TUGAS TERTULIS 1 |
Hitung berapa baris di bawah yang memuat kata "spruce". Tulis angkanya saja.

☆ ☆ ☆ ☆

Sabtu, 05 September 2015

Lima Tradisi Perayaan Idul Adha di Nusantara



Jelang Hari Raya Idul Adha, banyak masyarakat mempersiapkan diri, mulai dari menyisihkan uang untuk membeli hewan kurban, membuat kepanitian sholat Idul Adha dan prosesi pemotongan hewan, sampai tradisi-tradisi unik yang dilakukan sebelum hari H yang berlangsung di bulan Dzulhijjah setiap tahunnya. Masyarakat di Nusantara mempunyai beragam tradisi untuk merayakannya, meskipun berbeda dengan Hari Raya Idul Fitri, euforia perayaan terus berlangsung dan rutin mereka lakukan di daerah masing-masing. Hal itu bisa kita lihat pada tradisi menyambut Hari Raya Idul Adha di beberapa daerah di Nusantara sebagai berikut:
Pertama, Tradisi Manten Sapi di Pasuruan, Jawa Timur.

☆ ☆ ☆ ☆

TUGAS TERTULIS 2 |
Sebutkan semua nama tempat yang muncul dalam sumber tentang tradisi Idul Adha di atas.

DATA YANG DIBERIKAN |

☆ ☆ ☆ ☆

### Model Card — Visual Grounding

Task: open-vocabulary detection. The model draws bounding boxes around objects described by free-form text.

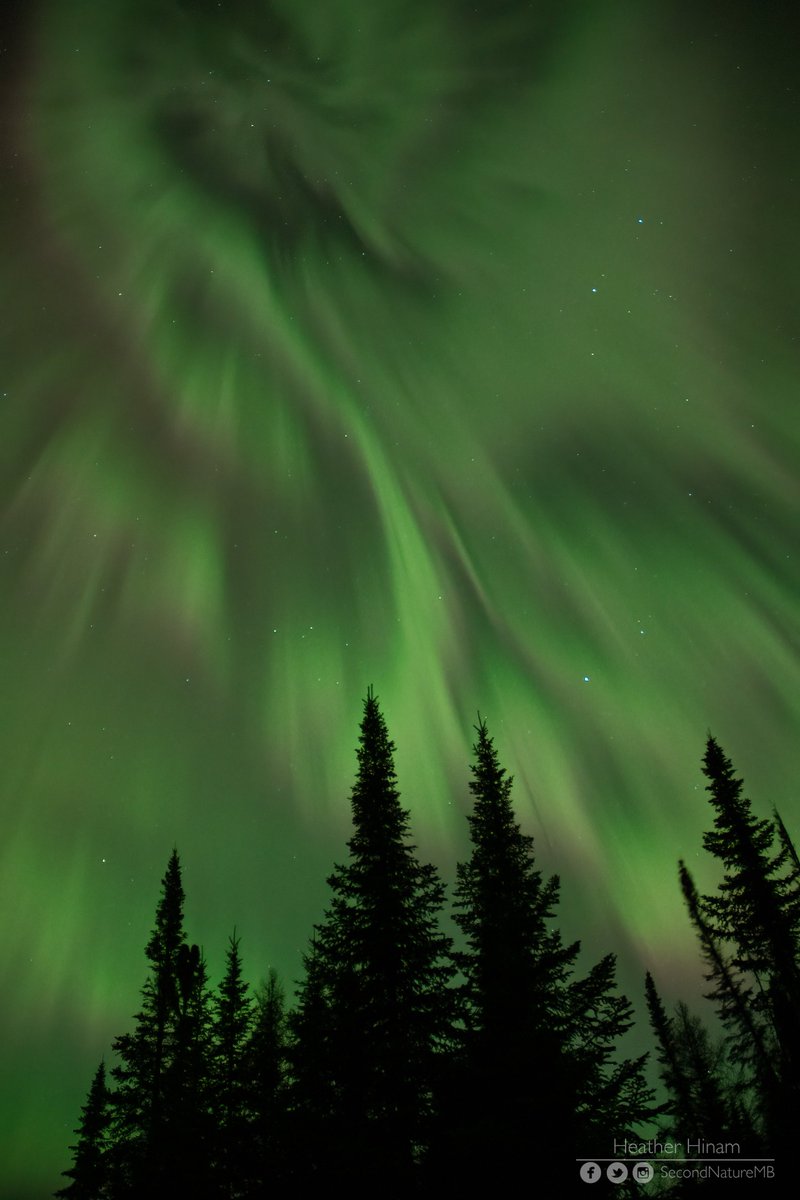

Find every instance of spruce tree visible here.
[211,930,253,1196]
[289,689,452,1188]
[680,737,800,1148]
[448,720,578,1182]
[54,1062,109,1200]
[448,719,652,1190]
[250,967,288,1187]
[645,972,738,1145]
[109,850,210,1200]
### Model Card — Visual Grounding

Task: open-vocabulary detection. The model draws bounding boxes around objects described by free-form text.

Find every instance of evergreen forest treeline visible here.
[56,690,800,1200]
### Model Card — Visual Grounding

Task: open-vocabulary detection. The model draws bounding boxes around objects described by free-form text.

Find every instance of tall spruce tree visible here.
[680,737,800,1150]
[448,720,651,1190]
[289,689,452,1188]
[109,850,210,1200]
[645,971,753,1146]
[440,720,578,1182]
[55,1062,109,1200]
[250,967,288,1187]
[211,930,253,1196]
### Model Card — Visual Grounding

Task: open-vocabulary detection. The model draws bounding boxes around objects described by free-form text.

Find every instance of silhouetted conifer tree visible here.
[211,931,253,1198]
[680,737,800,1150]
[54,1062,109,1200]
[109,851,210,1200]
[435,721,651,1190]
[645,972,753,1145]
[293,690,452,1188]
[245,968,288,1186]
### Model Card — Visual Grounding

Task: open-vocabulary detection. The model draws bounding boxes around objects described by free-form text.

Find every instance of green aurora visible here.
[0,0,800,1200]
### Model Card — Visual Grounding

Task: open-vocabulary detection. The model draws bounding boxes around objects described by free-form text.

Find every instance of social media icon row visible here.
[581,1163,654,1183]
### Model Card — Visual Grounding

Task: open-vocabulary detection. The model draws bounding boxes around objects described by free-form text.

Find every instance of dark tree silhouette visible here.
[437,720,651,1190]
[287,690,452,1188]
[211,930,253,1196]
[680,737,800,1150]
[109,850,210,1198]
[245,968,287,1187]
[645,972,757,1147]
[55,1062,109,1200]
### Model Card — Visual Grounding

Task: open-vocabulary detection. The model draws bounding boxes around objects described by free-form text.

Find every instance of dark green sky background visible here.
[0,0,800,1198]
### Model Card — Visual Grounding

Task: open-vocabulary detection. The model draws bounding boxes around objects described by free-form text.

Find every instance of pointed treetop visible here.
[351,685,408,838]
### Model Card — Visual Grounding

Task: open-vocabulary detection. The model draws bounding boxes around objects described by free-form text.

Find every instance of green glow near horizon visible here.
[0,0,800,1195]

☆ ☆ ☆ ☆

JAWABAN LENGKAP 1 |
2

JAWABAN LENGKAP 2 |
Nusantara, Pasuruan, Jawa Timur